**Reading passage:**

=== Section Start ===

My theory goes roughly like this:

America’s decline stems from extreme individualism, in its moral, philosophical, and economic forms. We have become a nation of egoists who, as a general matter, either will not or cannot value things beyond our individual desires, at least not strongly. If every age gets a God who looks like them, then Moralistic Therapeutic Deism shows how decadent we’ve become. We have discarded the traditional family as a rigorous personal and social ideal, first through the divorce revolution, and then through widespread adoption of sexual norms that hollow out the force of the family to form and maintain strong social bonds. The collapse of the family — and it is collapsing among the poor and working classes — cascades across many areas.

Economically, this extreme individualism and its concomitant loss of a communal sense manifests itself as an economy in which everyone is looking out for his own immediate interest, and no one seems to be motivated by a sense of the common good. Wall Street’s  depredations are, in my view, the most consequential manifestation of this tendency, but it exists throughout society. The California man I wrote about on Beliefnet years ago who woke up one day and said, “Hey, why not walk away from this mortgage?”, and did so without a sense of shame, expresses this sentiment at the level of the ordinary person.

The hyperpower delusion that died in Iraq expresses this sentiment at the military level. I believe the redefinition of marriage expresses this hubris at a social level. Et cetera.

At the core of all this is a loss at every level of a sense of limits, and of a sense of responsibility for oneself and one’s community. As you know if you’ve been reading me for any time, I believe the Left and the Right have both failed us, in their own ways. But “the Left” and “the Right” aren’t abstractions; they are us. Claes Ryn nailed it:

Traditional civilization is threatened with extinction because pleasing but destructive illusions have become part of the way in which most people view the world and their own lives. The hold on society of those who created and fed these illusions cannot be broken mainly through practical politics.

=== Section End ===

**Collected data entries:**
=== Section Start ===

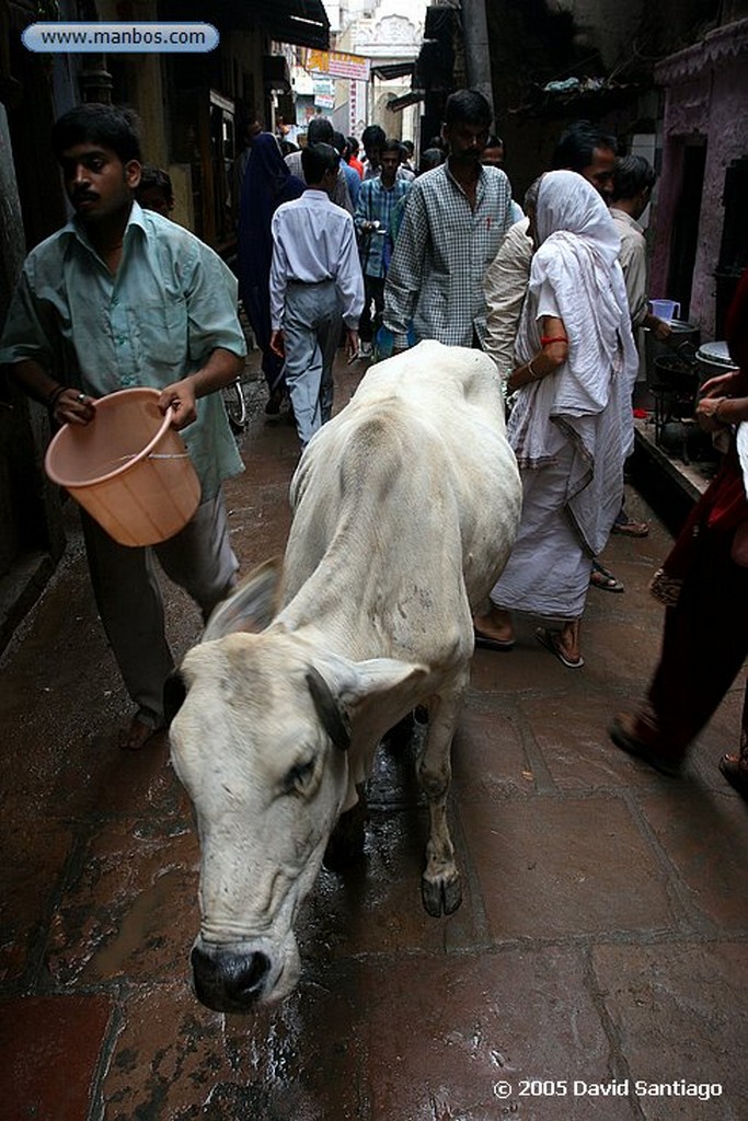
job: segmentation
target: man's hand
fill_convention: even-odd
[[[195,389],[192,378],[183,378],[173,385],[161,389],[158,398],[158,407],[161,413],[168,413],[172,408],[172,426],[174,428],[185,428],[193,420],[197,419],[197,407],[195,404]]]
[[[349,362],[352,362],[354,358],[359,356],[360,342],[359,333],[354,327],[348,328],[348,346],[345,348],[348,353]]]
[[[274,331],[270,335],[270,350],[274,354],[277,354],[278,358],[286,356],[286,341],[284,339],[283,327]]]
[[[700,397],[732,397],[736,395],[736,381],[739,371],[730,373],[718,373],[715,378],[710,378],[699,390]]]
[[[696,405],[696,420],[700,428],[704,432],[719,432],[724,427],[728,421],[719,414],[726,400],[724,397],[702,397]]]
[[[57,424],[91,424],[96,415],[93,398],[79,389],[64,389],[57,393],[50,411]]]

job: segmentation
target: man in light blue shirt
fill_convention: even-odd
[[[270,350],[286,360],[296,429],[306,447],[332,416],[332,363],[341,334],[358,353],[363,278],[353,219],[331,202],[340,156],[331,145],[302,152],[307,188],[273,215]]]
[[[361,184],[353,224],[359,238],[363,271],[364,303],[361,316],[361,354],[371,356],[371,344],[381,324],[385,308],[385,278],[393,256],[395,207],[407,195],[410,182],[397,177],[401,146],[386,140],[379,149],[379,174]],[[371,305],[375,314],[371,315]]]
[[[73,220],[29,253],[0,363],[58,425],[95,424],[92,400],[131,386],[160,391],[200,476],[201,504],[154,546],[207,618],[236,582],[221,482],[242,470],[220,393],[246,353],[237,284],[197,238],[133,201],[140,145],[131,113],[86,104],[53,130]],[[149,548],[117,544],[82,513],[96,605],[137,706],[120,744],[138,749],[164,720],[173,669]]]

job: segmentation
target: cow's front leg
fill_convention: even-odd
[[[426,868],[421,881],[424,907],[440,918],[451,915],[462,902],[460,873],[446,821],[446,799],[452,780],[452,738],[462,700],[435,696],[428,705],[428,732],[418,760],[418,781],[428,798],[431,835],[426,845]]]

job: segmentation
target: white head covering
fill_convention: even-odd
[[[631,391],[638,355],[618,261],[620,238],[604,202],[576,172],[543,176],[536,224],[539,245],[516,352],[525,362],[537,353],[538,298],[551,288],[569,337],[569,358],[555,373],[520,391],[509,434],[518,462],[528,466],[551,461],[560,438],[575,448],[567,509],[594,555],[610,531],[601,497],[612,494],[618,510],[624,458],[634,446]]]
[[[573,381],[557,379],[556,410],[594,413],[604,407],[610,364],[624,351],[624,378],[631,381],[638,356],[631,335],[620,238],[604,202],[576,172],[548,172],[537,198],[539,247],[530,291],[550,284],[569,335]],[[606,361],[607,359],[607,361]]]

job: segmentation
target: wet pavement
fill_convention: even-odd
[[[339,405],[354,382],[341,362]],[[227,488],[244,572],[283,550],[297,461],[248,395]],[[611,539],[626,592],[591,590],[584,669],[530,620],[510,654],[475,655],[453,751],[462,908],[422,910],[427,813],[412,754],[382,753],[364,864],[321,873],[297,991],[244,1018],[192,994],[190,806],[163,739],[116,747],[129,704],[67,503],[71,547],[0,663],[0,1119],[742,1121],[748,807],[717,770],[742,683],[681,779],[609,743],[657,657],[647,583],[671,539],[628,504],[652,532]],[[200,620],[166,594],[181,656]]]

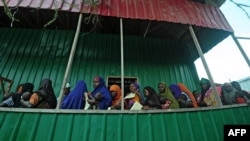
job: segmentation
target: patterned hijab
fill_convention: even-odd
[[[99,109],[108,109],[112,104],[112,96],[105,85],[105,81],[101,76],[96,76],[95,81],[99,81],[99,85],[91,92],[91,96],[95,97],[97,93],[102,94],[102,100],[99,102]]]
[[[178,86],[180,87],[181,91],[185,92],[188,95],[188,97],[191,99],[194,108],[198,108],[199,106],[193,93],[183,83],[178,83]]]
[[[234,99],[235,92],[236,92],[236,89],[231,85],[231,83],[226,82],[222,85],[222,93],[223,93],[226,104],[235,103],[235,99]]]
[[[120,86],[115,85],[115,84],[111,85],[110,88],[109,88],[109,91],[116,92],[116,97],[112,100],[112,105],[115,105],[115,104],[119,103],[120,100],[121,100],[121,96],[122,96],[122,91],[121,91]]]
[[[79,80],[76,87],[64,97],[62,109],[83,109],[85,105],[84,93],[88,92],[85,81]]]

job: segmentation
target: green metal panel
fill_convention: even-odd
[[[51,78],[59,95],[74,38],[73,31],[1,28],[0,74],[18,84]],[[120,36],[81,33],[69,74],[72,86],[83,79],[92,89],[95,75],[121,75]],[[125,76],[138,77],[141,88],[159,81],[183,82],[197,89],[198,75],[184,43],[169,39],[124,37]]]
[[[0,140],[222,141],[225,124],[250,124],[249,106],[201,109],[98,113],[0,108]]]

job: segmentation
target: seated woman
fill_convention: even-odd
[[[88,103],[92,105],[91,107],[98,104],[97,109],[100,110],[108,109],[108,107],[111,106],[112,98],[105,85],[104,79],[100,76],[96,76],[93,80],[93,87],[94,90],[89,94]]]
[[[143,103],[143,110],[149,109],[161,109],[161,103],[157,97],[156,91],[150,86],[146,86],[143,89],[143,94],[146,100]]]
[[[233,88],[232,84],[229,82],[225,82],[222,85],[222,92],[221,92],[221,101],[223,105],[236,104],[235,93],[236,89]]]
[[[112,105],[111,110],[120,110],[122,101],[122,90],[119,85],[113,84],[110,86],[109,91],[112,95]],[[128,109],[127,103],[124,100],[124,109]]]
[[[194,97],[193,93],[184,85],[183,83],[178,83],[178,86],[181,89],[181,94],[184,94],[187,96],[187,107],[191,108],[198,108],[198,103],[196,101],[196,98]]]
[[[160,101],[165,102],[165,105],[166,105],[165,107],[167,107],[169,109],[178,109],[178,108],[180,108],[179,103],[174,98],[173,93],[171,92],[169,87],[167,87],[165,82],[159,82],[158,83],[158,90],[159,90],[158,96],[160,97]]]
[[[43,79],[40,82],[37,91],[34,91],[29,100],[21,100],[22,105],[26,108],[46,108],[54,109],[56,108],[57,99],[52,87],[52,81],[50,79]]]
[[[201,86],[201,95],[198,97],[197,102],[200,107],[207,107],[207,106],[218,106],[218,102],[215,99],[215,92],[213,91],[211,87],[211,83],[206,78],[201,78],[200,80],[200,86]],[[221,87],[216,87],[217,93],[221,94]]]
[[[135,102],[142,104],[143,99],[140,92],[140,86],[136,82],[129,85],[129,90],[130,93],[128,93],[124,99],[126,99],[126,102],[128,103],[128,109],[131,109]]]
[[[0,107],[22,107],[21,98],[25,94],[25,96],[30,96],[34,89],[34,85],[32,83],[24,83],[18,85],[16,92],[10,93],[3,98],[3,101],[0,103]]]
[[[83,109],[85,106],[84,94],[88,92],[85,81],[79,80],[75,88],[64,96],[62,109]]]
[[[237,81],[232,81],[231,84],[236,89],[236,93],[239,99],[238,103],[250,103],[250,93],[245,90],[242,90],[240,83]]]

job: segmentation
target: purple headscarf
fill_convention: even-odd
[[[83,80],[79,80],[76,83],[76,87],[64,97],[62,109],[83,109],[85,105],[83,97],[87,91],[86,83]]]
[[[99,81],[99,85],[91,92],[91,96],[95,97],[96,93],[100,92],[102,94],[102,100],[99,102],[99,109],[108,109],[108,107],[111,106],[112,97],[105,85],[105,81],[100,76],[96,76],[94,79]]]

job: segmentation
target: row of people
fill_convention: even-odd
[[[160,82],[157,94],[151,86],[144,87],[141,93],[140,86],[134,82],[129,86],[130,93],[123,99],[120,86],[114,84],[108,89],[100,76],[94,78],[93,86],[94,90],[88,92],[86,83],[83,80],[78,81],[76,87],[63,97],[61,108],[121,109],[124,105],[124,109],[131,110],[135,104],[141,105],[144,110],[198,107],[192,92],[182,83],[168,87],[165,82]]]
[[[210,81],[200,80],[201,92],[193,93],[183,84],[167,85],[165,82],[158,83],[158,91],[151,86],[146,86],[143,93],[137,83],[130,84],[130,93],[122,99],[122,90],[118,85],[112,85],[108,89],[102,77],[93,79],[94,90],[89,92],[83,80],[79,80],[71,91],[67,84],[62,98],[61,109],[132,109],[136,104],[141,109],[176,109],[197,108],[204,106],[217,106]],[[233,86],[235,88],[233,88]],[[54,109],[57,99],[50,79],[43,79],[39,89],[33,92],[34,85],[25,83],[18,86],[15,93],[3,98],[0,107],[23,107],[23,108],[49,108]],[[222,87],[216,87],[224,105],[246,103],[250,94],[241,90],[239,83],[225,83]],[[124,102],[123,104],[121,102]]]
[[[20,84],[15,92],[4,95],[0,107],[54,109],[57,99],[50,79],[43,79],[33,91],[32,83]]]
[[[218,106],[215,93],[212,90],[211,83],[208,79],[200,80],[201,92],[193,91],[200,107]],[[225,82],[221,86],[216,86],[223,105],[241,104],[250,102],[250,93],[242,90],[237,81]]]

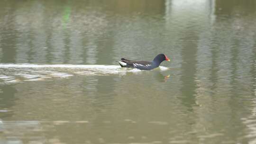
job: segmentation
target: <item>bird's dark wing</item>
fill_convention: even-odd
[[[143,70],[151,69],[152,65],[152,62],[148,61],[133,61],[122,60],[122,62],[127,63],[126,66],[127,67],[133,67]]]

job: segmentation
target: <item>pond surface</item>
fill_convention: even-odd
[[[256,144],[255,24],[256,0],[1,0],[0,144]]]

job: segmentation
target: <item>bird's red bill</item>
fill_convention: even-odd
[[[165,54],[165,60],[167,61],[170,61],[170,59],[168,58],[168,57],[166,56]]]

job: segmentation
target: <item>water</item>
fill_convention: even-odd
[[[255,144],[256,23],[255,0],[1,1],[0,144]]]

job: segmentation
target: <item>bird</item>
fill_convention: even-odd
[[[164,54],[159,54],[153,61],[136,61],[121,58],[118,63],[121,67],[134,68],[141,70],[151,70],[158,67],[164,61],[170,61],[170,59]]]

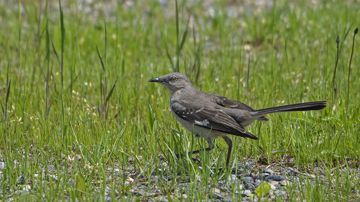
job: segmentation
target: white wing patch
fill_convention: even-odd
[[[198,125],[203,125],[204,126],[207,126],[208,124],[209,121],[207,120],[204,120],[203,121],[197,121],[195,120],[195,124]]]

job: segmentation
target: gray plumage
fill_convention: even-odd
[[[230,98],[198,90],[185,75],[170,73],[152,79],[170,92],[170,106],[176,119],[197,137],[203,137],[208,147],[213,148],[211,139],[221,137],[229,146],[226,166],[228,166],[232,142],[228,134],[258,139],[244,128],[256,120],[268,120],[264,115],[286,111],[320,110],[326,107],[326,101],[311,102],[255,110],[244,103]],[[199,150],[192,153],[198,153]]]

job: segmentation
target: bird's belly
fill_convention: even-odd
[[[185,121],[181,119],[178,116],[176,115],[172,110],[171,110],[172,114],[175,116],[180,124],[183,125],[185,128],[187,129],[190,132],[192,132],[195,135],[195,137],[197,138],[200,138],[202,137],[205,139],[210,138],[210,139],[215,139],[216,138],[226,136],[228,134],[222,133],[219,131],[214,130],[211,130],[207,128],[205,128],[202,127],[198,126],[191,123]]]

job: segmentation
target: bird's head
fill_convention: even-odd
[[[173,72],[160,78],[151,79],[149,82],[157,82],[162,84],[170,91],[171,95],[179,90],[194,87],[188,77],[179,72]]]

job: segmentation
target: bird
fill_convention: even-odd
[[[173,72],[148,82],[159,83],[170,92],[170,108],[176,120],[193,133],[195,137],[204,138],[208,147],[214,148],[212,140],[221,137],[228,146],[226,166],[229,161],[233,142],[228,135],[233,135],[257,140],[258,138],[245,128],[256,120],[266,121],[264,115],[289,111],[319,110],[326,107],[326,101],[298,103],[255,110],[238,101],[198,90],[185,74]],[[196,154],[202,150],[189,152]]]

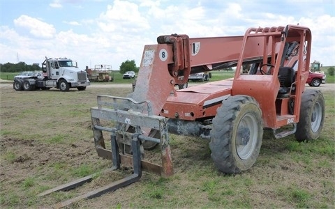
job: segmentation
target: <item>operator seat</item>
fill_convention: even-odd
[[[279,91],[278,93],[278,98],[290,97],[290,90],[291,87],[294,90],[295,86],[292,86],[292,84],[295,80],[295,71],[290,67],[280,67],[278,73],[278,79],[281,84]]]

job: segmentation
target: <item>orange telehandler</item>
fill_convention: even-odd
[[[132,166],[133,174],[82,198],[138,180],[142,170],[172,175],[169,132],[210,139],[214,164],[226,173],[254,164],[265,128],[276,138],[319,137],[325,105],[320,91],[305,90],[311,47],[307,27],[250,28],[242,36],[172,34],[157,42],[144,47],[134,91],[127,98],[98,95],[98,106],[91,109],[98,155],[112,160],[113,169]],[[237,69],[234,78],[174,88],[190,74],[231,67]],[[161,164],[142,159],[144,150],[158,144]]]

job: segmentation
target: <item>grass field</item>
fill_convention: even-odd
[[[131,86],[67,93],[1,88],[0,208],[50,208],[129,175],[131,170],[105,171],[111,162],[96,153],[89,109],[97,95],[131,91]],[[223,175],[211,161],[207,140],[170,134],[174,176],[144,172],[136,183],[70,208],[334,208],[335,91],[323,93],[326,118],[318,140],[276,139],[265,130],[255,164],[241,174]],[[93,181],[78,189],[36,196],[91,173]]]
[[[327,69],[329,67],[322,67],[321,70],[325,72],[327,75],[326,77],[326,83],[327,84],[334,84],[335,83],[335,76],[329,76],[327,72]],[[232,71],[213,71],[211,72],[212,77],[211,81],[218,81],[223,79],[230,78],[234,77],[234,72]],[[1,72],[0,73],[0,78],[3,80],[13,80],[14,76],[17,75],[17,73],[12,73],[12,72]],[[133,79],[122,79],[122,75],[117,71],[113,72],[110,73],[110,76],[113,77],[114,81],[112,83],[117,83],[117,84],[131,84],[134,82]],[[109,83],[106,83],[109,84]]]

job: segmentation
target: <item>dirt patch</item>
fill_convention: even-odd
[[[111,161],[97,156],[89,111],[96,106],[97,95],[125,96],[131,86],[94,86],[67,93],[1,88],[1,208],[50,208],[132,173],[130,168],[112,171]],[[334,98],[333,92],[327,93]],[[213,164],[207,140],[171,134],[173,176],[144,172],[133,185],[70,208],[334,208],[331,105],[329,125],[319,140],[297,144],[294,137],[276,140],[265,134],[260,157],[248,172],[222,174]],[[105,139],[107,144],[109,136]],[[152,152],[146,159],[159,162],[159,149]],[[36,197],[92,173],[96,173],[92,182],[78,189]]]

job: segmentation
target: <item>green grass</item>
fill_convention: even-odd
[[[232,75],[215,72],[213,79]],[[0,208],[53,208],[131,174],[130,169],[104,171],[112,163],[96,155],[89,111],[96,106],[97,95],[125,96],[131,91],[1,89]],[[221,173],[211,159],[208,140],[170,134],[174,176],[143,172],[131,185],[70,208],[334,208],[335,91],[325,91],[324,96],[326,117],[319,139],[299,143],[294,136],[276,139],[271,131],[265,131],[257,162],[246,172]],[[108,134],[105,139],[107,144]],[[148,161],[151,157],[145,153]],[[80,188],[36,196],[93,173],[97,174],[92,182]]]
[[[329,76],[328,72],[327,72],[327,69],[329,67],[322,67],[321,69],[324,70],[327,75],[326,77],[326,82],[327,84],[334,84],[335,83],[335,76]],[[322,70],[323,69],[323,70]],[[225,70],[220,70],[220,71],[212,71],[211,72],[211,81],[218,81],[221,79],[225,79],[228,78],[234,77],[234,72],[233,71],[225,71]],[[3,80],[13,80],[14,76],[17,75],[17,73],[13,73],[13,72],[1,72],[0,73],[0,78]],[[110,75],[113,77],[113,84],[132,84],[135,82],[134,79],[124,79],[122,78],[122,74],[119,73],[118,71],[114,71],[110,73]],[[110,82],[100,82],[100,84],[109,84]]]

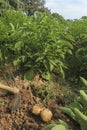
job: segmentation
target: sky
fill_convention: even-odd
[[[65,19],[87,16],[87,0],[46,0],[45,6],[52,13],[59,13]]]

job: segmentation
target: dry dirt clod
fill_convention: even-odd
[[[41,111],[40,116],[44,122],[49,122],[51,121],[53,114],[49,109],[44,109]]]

=== Section End ===

**What to work on:**
a. In the passage on America's decline, what does the author say that decline stems from?
b. Write the next part of the passage on America's decline, picking up after its final sentence.

**Responses per task:**
a. Extreme individualism, in its moral, philosophical, and economic forms.

b.
I believe we are living through what Alasdair MacIntyre prophesied 30 years ago:

It is always dangerous to draw too precise parallels between

Alasdair MacIntyre

one historical period and another; and among the more misleading of such parallels are those which have been drawn between our own age … and the epoch in which the Roman Empire declined into the Dark Ages. Nonetheless certain parallels there are. … A crucial turning point in that earlier history occurred when men and women of good will turned aside from the task of shoring up the Roman imperium and ceased to identify the continuation of civility and moral community with the maintenance of that imperium. What they set themselves to achieve – often not recognizing fully what they were doing – was the construction of new forms of community within which the moral life could be sustained so that both morality and civility might survive the coming ages of barbarism and darkness. If my account of our moral condition is correct, we ought also to conclude that for some time now we too have reached that turning point. … This time, however, the barbarians are not waiting beyond the frontiers, they have already been governing us for quite some time. And it is our lack of consciousness of this that constitutes part of our predicament. We are not waiting for Godot, but for another – and doubtless very different – St. Benedict.

MacIntyre’s “account of our moral condition” basically concludes that our individualism, and with it the belief in subjective emotion as a guide to truth, has led inevitably and irretrievably to a loss of a common culture, and a common reference point, or set of reference points, for strong community. This has moral, religious, social, and economic effects. This is my theory of American decline.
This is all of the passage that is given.